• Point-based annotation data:
◇ ◇ ◇ ◇ ◇

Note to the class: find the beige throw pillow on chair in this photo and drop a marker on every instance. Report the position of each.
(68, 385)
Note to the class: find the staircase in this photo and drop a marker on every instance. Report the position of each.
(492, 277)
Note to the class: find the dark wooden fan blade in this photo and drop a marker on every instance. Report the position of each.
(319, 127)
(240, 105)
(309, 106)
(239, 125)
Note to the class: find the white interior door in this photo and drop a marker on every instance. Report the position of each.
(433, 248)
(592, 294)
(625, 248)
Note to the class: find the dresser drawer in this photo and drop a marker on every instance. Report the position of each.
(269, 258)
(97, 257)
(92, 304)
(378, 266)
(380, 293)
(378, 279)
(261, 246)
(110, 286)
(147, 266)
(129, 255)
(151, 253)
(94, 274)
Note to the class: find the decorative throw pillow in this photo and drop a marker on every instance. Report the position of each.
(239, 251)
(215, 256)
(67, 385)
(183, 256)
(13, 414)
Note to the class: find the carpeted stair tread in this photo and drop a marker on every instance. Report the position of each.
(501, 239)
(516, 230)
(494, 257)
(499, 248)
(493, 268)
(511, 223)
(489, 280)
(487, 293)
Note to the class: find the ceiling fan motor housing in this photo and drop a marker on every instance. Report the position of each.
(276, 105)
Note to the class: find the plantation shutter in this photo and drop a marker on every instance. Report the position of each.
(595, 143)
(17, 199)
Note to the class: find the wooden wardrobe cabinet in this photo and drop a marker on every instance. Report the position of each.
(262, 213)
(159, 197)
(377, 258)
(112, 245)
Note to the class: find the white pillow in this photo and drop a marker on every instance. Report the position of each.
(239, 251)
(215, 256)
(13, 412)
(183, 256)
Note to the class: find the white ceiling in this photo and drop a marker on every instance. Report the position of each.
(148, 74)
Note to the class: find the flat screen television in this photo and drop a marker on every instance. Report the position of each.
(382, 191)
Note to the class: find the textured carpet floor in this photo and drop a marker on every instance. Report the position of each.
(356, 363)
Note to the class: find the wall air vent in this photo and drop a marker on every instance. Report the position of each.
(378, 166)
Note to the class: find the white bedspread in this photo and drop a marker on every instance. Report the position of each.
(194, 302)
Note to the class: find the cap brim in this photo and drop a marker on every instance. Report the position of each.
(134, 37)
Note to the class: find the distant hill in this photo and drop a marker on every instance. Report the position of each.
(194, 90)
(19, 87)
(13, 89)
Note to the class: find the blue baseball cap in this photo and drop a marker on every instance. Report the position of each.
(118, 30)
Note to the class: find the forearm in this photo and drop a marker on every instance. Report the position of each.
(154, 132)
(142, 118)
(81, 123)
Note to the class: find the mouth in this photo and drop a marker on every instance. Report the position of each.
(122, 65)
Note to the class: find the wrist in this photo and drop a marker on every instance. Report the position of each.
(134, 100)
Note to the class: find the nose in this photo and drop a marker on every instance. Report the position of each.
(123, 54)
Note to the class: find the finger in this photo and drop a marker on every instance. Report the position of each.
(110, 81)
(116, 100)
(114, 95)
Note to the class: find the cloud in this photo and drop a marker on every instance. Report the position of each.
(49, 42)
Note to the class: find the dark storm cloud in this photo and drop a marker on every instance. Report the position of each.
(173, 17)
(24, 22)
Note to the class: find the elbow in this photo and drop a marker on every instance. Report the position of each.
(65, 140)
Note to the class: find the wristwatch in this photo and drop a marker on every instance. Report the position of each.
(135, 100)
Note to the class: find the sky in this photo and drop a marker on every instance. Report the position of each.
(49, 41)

◇ ◇ ◇ ◇ ◇

• STATED PROBLEM: Restate every entry word for word.

• WRITTEN RESPONSE:
Note to the class: find the beige throw pillow on chair in this photo and drop a marker on every instance. Report the position of each.
(68, 385)
Note to the class: find the staircase in this photo and drop a marker on every instance. Report the position of each.
(492, 277)
Note to the class: find the dark wooden fan blade in this photo and drop a marker on every instance. Report the position of each.
(319, 127)
(240, 105)
(309, 106)
(239, 125)
Note to the class: find the white interior door in this photo and drop a marker on every instance. Report the position of each.
(433, 248)
(592, 294)
(625, 248)
Note to the class: find the dresser drawer in this photo and drop a marker on every instance. Report the position of each.
(269, 258)
(97, 257)
(92, 304)
(378, 266)
(380, 293)
(378, 279)
(261, 246)
(110, 286)
(147, 266)
(129, 255)
(151, 253)
(94, 274)
Note to the class: find the decorative throw pillow in this photo and drop a marker on every instance. Report the position of each.
(239, 251)
(215, 256)
(67, 385)
(183, 256)
(13, 414)
Note to the class: find the carpeted stair tread in this photo and drop a marker on every instance. Report the position of each.
(501, 239)
(516, 230)
(494, 257)
(499, 248)
(493, 268)
(511, 223)
(489, 280)
(487, 293)
Note to the class: find the ceiling fan motor housing in this photo and drop a marker on every instance. Report the position of each.
(276, 105)
Note to the class: find the plantation shutter in this photo and drop a marker on every instance. Report the position of each.
(595, 143)
(17, 199)
Note to the class: find the wooden wardrobe cabinet in this photo and drop a marker on every instance. Report the position of each.
(262, 213)
(159, 197)
(377, 258)
(112, 245)
Note to the class: find the white pillow in this photo and drop a marker on every instance. Report the position of each.
(239, 251)
(215, 256)
(13, 412)
(183, 256)
Note to the class: find the white ceiling in this photo and drop a marker on every instance. Report the position of each.
(148, 74)
Note to the class: find the flat screen television in this photo and drop a marker on every instance. Report the position of each.
(382, 191)
Note to the class: find the textured carpet floor in this photo and drop a marker on every instance. Report the position of each.
(356, 363)
Note to the class: find the wall air vent in this photo and drop a marker on every instance. Report the position of each.
(378, 166)
Note to the class: find the white bedspread in this photo and drop a marker on every instance. Report the position of each.
(194, 302)
Note to the class: find the cap brim in this photo and drop a marker on every instance. Report the position of each.
(134, 37)
Note to the class: find the distant hill in this photo and drop a marker on every instance. Report the position of each.
(194, 90)
(19, 87)
(13, 89)
Note to the class: find the blue baseball cap in this photo and drop a marker on every instance. Report the position of each.
(118, 30)
Note to the class: find the forearm in this photo and drop a marker on every instance. Report the position of each.
(154, 132)
(142, 118)
(81, 123)
Note to the class: find the mouth in this photo and drop a marker on every instance. Report the position of each.
(122, 65)
Note to the class: find the wrist in this photo and drop a marker on every instance. Report the position of each.
(134, 100)
Note to the class: find the nose in this photo and drop a marker on every instance. Report the position of each.
(123, 54)
Note to the class: find the finger in this photo and drop a marker on every instance. Report the position of each.
(110, 81)
(116, 100)
(114, 95)
Note to the class: find the cloud in this photo and drop a marker on every instance. Report the position of each.
(49, 42)
Note to the class: find the dark storm cloud in this photo and drop a marker on every instance. Report the position of each.
(173, 17)
(24, 22)
Note to the class: find the elbow in this photo and drop a marker on every instance. Report the position of each.
(65, 140)
Note to the class: find the wristwatch in this photo and drop a marker on every instance. Report the position of each.
(135, 100)
Note to the class: find the sky in this photo and drop a marker on every instance. Report the position of each.
(49, 41)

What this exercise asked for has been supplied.